### Texte

—————

Ultramarine (titre original éponyme), roman, 220 pages environ, 6 chapitres non intitulés, paru en 1933.
Un exemplaire de la première édition, publiée par Jonathan Cape en Angleterre.
Dès avoir pris connaissance du thème, et tourné les premières pages, on se dit: "houlà !"
Allons donc, voici un certain Malcolm
Lowry, jeunot, inconnu, qui s'attaque à un roman largement autobiographique, ayant trait à la mer et à la navigation en équipage, à une date à laquelle les Melville, Stevenson, Conrad, Loti et consorts sont encore largement lus !
Et il aggrave de son cas: de surcroît il pose les questions rebattues à l'excès de l'accomplissement du jeune homme de bonne famille en homme, grâce aux humiliations et au travail de bord, dans le sillage d'un
"Capitaines Courageux" de Kipling, par exemple (livre, au reste, cité dans
"Ultramarine"), pour rester dans la littérature de gens de mer, et s'il faut sortir de celle-ci nous dirions que c'est là un thème littéraire dont on ne dénombre plus ceux qui s'y sont essayé, à toutes les époques.
Bref: un sujet-bateau (
je n'allais pas la laisser passer, celle-là).

—————

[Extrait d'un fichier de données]
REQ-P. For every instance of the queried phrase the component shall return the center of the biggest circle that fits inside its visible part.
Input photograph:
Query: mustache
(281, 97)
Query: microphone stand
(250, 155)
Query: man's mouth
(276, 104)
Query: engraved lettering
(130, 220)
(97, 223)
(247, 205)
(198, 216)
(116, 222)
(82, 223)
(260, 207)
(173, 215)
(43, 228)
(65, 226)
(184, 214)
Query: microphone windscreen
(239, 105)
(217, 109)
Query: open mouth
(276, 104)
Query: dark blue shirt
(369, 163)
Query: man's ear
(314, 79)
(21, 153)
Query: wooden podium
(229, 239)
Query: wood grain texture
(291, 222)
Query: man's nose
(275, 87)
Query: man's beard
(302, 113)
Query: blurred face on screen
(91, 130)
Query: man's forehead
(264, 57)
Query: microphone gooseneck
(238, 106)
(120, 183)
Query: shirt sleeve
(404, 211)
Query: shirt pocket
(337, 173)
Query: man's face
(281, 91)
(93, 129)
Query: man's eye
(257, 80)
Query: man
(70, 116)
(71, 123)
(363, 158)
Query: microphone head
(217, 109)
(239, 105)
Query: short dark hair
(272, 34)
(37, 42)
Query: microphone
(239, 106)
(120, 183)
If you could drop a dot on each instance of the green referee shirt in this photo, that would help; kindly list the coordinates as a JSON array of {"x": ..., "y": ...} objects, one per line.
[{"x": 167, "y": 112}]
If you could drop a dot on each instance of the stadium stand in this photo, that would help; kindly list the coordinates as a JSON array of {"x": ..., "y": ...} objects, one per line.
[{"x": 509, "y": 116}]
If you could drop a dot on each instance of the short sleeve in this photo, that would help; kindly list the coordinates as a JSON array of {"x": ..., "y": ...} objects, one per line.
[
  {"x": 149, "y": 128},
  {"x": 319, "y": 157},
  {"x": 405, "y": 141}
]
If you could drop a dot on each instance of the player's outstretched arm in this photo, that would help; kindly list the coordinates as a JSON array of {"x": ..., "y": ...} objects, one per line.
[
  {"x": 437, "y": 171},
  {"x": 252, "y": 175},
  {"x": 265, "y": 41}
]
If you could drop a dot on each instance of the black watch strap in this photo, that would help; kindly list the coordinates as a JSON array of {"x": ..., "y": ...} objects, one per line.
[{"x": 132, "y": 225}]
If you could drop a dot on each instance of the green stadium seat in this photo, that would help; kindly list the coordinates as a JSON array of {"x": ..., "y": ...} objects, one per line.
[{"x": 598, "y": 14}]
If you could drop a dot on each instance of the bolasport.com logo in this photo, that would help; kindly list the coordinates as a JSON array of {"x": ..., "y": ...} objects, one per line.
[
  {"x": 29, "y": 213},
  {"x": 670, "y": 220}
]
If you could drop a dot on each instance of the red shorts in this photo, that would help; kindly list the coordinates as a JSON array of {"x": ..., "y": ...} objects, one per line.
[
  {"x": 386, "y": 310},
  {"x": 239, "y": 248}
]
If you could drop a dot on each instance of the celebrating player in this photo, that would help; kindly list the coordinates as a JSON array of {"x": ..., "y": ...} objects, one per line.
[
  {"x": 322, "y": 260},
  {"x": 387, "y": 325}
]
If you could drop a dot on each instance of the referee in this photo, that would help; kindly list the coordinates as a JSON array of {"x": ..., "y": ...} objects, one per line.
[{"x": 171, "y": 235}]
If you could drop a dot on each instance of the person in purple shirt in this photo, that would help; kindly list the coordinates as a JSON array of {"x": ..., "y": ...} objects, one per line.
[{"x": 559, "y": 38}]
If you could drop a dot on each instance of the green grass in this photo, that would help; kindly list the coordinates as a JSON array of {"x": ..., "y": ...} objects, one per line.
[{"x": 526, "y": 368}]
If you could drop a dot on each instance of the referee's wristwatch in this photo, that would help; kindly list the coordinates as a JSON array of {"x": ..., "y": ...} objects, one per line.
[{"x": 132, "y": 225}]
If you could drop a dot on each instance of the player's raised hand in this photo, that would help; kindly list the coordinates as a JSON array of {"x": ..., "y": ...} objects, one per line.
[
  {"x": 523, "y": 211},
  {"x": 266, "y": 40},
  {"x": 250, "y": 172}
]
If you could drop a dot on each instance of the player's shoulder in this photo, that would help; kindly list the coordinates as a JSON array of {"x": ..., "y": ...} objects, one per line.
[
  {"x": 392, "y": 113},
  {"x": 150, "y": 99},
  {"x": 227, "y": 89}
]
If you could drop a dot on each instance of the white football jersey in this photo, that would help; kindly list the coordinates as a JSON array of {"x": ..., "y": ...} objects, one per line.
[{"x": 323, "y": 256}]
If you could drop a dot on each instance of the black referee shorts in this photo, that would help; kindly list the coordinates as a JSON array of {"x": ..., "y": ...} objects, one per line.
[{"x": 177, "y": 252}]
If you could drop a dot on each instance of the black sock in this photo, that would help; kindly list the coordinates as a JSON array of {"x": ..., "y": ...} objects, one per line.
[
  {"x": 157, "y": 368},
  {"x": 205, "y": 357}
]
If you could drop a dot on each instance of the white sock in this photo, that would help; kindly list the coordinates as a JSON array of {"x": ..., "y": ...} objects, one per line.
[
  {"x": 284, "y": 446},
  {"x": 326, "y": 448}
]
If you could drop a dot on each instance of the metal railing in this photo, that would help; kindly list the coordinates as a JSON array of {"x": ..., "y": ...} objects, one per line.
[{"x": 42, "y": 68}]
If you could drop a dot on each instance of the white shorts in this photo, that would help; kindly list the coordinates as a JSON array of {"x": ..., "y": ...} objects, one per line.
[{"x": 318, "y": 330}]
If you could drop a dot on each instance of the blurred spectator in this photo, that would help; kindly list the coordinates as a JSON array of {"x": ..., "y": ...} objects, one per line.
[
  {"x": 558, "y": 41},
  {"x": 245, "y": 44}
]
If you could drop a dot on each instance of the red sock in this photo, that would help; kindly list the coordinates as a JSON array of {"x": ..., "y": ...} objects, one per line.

—————

### Détails de l'exercice
Prolongez la critique consacrée à Ultramarine au-delà de sa dernière phrase.

### Résultat attendu
Ultramarine narre 48 h dans la vie d'un jeune marin, pas qu'un peu moins qu'un matelot, qu'un chauffeur ou qu'un lampiste:
Un mousse. Le plus bas de l'échelle.
Dana Hilliot (c'est son nom) est à l'âge du basculement de l'état adolescent à celui d'adulte: à l'évidence ce voyage sera initiatique.
De lui, on sait des origines norvégiennes, un rapport trouble, pas réglé à ses parents et ascendants, sur lesquels il fabule, on n'est pas loin de la mythomanie, mais plutôt dans un sens abaissant envers ceux-ci.
On lui sait une idylle, un amour chaste et pudique, envers une jeune fille, Janet, anglaise, de son milieu social, et Dana va tenter de maintenir pur cet amour, un peu fleur bleue, en dépit des aléas et habitudes inhérents au métier de marin au long cours.
Le bateau lui-même porte le nom d'
Œdipus Tyrannus, rien que ça n'est-ce pas, tout un programme !
Pour l'anecdote
Lowry, dans la première édition d'
Ultramarine, l'avait nommé
"Nawab".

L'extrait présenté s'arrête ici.